Task to carry out: Leave out the pictures and copy everything else in the entries exactly.

Data shown:
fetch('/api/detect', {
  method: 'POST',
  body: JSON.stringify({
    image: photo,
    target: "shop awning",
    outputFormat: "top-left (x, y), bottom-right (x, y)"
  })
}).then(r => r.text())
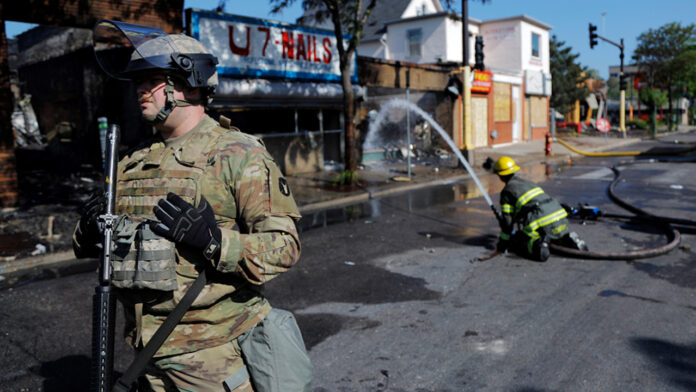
top-left (212, 78), bottom-right (365, 108)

Exercise response:
fetch('/api/detect', {
  method: 'POST',
  body: JSON.stringify({
    image: photo,
    target: "shop awning",
    outputFormat: "top-left (x, y), bottom-right (x, y)"
  })
}).then(r => r.text())
top-left (212, 78), bottom-right (365, 108)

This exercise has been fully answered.